Raw data:

:::

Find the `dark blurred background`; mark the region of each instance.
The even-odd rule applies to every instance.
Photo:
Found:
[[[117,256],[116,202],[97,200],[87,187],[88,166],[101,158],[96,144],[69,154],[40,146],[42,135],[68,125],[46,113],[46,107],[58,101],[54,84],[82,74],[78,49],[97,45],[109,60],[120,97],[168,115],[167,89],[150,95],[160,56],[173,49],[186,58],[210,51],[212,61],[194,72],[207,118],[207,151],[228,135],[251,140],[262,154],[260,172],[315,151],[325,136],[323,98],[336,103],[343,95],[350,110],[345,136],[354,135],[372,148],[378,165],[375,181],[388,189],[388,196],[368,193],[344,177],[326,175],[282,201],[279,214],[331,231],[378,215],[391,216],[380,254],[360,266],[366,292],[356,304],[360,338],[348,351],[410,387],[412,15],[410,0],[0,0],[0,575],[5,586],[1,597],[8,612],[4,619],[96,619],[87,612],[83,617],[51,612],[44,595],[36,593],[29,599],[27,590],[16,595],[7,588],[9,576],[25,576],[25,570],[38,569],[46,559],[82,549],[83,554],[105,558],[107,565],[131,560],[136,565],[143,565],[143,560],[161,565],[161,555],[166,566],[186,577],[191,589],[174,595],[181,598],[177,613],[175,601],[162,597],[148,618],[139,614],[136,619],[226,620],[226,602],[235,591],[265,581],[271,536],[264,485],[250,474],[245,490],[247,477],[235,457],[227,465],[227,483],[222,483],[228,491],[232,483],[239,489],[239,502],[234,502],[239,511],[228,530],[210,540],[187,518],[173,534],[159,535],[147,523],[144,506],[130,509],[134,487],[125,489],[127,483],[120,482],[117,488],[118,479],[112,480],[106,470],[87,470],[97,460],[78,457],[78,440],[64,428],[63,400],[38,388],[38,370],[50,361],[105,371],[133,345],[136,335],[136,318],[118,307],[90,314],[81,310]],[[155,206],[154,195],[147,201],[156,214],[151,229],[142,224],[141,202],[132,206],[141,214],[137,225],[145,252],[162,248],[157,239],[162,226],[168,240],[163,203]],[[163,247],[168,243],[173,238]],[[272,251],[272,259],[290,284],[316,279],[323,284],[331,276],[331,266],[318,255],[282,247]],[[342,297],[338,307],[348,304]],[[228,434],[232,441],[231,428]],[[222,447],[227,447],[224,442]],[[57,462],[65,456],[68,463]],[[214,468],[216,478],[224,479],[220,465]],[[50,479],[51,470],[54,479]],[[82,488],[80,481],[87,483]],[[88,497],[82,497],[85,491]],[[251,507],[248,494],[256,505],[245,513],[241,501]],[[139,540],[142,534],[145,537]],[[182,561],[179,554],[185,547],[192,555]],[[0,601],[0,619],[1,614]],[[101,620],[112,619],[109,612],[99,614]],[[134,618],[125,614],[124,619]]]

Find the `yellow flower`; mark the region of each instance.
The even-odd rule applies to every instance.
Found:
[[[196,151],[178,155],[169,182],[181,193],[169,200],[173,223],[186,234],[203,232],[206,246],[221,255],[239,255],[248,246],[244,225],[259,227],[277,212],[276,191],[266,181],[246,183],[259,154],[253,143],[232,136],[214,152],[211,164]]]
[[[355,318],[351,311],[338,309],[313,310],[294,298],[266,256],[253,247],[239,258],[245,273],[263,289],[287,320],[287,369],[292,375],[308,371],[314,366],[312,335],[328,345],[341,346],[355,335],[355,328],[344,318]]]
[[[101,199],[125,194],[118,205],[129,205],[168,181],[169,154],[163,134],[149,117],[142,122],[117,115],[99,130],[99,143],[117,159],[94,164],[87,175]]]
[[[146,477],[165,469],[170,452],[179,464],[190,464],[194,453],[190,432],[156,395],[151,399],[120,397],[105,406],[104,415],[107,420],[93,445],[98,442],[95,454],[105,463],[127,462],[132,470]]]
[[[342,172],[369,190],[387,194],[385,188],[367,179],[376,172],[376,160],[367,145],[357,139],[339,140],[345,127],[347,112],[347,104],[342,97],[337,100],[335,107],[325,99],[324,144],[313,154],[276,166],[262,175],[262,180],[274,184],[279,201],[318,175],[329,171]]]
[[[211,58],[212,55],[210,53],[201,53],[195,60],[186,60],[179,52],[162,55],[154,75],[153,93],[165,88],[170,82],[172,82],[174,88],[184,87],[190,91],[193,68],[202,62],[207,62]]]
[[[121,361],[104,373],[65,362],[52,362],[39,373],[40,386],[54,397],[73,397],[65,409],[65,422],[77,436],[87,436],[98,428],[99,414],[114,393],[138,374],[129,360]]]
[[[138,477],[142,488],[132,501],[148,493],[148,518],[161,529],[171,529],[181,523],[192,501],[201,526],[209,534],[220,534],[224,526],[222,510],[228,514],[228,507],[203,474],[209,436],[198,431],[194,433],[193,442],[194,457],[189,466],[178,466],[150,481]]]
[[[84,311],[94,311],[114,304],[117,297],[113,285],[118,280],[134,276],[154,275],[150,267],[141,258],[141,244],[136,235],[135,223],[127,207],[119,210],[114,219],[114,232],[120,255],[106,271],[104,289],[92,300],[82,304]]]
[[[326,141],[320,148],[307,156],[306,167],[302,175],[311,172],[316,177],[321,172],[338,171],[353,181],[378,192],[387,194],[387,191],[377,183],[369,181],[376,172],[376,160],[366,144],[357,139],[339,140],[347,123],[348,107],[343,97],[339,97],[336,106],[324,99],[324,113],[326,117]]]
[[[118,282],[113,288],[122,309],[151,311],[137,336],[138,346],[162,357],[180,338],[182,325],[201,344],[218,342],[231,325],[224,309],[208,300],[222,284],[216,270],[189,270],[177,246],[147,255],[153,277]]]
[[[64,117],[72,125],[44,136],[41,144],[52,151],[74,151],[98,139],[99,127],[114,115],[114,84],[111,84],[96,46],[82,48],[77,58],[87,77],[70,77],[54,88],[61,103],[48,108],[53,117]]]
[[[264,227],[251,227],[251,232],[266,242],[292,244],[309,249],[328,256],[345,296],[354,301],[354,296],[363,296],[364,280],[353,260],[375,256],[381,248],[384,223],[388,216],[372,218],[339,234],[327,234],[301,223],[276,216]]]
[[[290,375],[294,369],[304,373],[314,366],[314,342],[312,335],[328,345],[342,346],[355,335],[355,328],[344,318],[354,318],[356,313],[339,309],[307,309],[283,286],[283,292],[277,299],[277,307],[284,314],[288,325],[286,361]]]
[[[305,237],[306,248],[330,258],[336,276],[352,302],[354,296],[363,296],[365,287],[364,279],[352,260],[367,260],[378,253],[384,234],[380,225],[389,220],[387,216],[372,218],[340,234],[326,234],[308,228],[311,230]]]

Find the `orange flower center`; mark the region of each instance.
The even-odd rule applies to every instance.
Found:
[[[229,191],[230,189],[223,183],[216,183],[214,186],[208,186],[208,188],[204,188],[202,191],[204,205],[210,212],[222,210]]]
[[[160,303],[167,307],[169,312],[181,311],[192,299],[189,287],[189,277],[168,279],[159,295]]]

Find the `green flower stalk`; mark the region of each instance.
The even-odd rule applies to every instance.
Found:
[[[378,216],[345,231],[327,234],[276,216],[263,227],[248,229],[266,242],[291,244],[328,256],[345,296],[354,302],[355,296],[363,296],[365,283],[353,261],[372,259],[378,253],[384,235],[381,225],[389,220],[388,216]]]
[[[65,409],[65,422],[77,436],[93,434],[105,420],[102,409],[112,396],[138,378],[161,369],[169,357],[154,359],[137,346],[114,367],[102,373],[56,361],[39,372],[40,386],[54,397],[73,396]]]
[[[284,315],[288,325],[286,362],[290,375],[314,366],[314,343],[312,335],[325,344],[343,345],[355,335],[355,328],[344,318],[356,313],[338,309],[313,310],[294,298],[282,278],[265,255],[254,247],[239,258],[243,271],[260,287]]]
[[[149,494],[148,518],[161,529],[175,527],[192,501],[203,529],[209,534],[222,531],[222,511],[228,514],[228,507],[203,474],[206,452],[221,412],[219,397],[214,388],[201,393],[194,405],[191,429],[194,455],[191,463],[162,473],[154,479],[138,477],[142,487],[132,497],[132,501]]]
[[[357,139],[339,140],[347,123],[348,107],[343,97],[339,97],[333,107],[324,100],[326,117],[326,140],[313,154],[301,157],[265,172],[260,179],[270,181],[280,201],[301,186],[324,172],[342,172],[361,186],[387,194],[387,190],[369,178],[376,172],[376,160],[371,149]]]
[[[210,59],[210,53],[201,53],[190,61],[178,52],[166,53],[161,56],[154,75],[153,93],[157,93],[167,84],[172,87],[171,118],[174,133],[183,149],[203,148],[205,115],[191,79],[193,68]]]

:::

Directions:
How many lines of the listing above contain the string "flower"? Give only the number.

Answer in full:
3